En BD, sauf quelques exceptions, c'est, de mon avis, beaucoup moins le cas, et de toute façon souvent concentré autour des hits américains. Ce qui nous offre une virginité confortable au moment de découvrir un ouvrage, paru parfois des années auparavant mais néanmoins inconnu au bataillon. Étant tombé sous le charme des précédents albums de Rubén Del Rincon (et apparemment je ne suis pas le seul puisque les Éditions du Long Bec l'ont pris sous leurs ailes de cigogne), j'avais vu des bribes de son Boxeador, mené en front (perlé de sueur et de sang) commun, sur le ring, avec Manolo Carot (plus connu sous le nom de Man). Et force est de constater, au moment de tenir dans nos mains ce superbe objet (visez la couverture !), que les deux auteurs ont engagé toutes leurs ressources et leur talent pour gagner leurs rounds, leur part du combat.
Résumé de l'éditeur : Deux boxeurs que tout oppose vont s’affronter dans un combat qui changera leurs vies pour toujours. Dans un coin du ring, Rafa, originaire des bas quartiers et amateur de plaisirs nocturnes. Dans l’autre coin, Hector, un jeune homme venant d’un milieu social aisé, mais en conflit permanent avec son père.
"Boxeador, tes poings peuvent être en or ou en argent... ou en guimauve". Un ring, ça n'a l'air de rien mais quand la foule exulte et vous exhorte de jouer votre vie et un peu de votre mort, ça n'a rien d'une position confortable. Car oui, on peut tout perdre sur un ring, entre les coups de cloche et les assauts de l'adversaire, bien plus que ce qu'il y a à gagner. Pourtant, c'est corps et âmes que Rafa et Hector se lancent dans l'arène comme si c'était le dernier jour du reste de leur vie. Rafa et Hector, deux destins ô combien différents pour deux athlètes dans leur genre qui n'auront d'autre choix que de terrasser l'un... ou l'autre.
Comme vous, finalement, dans un premier temps. Car, suivant que vous ouvrirez ce fameux album dans un sens ou dans l'autre, vous ne pourrez que vous mettre du côté de l'un de ces deux pugilistes. Les auteurs ont choisi leur camp. Pour Manolo, c'est Hector; pour Rubén Del Rincon, c'est Rafa. On ne sait trop comment chacun a choisi les cordes dans lesquelles il atterrirait et qu'il s'emploierait à faire vibrer, mais cela participe au mystère de cette oeuvre forcément coup-de-poing, dans laquelle les corps se rapprochent, s'accrochent et s'écorchent pour mieux faire un cadavre exquis entremêlé.
------------------------------------------------------------
CONSIGNE DONNÉE: Prolongez la critique de la bande dessinée Boxeador en reprenant juste après sa dernière phrase.
------------------------------------------------------------
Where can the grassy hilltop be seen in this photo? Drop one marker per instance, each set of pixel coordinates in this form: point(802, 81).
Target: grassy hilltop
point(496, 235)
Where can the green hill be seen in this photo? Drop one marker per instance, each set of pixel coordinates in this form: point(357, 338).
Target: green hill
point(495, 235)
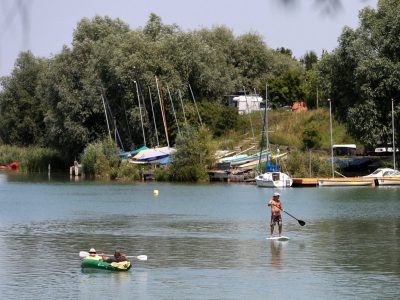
------------------------------------------------------------
RÉPONSE CI-DESSOUS:
Mais si vous êtes obligé de prendre parti, dans ces décors rouge sang qui ne varient pas d'un bord à l'autre du livre (j'allais dire du film, lapsus révélateur !), que ce soit pour cette teigne qui sait très bien qu'il n'aura pas de coup de pouce du destin ou ce fils à papa en rupture dont la vie se révèle bien moins lisse que son image le laisse paraître, les deux auteurs sont habiles, chacun à leur tour, de renverser la vapeur.
C'est étonnant d'avoir réussi à faire cohabiter ces deux actes en un seul album tant ils s'entrechoquent pour mieux s'imbriquer parfaitement et réunir ces deux facettes, ces deux angles de vue, dans une double-page centrale absolument déboussolante, magistrale, pour remettre bien des choses à leur place et rendre à César, Hector et Rafa ce qui leur revient.
El Boxeador, avec son format à l'italienne sexy (mais redoutablement hispanique) comme appât, fait du caméra-à-l'épaule, du full-contact pour casser la distance et nous en mettre plein la vue en nous entraînant au coeur de la fournaise et de l'enfer, dans la profonde noirceur des personnages, dans la lumière qu'ils cherchent pourtant à dégager. Comme le combat qui oppose ces deux indéboulonnables meilleurs ennemis - mais que serait-il l'un sans et (sous les coups de) l'autre ? -, les deux auteurs se répondent, kick après kick, crochet après crochet, sans bis repetita mais aussi fratricides que capables de trouver l'osmose, une certaine fraternité dans la douleur. Car l'un n'existe pas sans l'autre. L'auguste et le clown blanc ne lâcheront pas les gants de boxe.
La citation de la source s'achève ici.